Work to be completed
An exact copy of all the data is the required output.

Given records
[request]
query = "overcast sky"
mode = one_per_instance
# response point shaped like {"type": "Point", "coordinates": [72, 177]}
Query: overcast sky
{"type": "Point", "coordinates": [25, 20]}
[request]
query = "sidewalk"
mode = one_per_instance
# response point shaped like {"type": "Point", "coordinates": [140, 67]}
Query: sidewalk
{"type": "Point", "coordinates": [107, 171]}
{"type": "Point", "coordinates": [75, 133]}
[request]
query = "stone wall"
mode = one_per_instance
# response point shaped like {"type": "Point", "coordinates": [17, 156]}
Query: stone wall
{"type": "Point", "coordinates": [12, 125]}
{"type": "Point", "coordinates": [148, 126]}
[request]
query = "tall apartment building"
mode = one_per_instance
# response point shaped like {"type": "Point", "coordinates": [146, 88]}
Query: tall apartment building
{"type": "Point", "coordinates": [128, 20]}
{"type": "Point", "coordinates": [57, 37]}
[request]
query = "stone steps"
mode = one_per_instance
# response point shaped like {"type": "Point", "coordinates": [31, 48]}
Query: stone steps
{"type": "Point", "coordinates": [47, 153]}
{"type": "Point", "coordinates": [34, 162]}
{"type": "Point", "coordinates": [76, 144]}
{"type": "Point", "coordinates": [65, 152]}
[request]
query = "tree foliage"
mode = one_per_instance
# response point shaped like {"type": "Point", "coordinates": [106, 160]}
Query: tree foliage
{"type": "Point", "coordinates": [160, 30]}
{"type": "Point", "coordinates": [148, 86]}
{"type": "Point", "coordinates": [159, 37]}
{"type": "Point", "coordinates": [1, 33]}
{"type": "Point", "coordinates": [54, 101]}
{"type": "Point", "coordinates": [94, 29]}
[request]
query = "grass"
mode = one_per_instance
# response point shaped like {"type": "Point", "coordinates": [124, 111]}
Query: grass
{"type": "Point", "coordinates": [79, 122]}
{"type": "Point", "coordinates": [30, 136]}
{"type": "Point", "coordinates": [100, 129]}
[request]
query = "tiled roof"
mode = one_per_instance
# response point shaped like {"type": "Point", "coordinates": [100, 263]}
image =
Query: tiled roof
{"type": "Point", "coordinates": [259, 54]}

Response to the exercise
[request]
query = "overcast sky"
mode = one_per_instance
# response point shaped like {"type": "Point", "coordinates": [72, 177]}
Query: overcast sky
{"type": "Point", "coordinates": [25, 20]}
[request]
query = "sidewalk"
mode = one_per_instance
# response point shaped like {"type": "Point", "coordinates": [140, 67]}
Query: sidewalk
{"type": "Point", "coordinates": [107, 171]}
{"type": "Point", "coordinates": [75, 133]}
[request]
query = "stone wall"
mode = one_per_instance
# response point shaped like {"type": "Point", "coordinates": [17, 156]}
Query: stone wall
{"type": "Point", "coordinates": [12, 125]}
{"type": "Point", "coordinates": [148, 126]}
[request]
query = "tall apartment building"
mode = one_per_instance
# response point shaped like {"type": "Point", "coordinates": [146, 88]}
Query: tall apartment building
{"type": "Point", "coordinates": [128, 20]}
{"type": "Point", "coordinates": [57, 37]}
[request]
query = "stone steps"
mode = one_per_instance
# response point shaped like {"type": "Point", "coordinates": [31, 48]}
Query: stone steps
{"type": "Point", "coordinates": [47, 153]}
{"type": "Point", "coordinates": [34, 162]}
{"type": "Point", "coordinates": [76, 144]}
{"type": "Point", "coordinates": [65, 152]}
[request]
query = "tree foliage"
mode = one_per_instance
# response point shaped like {"type": "Point", "coordinates": [106, 160]}
Query: tree foliage
{"type": "Point", "coordinates": [160, 30]}
{"type": "Point", "coordinates": [148, 86]}
{"type": "Point", "coordinates": [159, 37]}
{"type": "Point", "coordinates": [1, 33]}
{"type": "Point", "coordinates": [54, 101]}
{"type": "Point", "coordinates": [94, 29]}
[request]
query = "grass"
mode = one_per_instance
# response point shaped like {"type": "Point", "coordinates": [124, 111]}
Query: grass
{"type": "Point", "coordinates": [79, 122]}
{"type": "Point", "coordinates": [30, 136]}
{"type": "Point", "coordinates": [100, 129]}
[request]
query = "tiled roof"
mode = one_per_instance
# response point shaped like {"type": "Point", "coordinates": [100, 263]}
image =
Query: tiled roof
{"type": "Point", "coordinates": [259, 54]}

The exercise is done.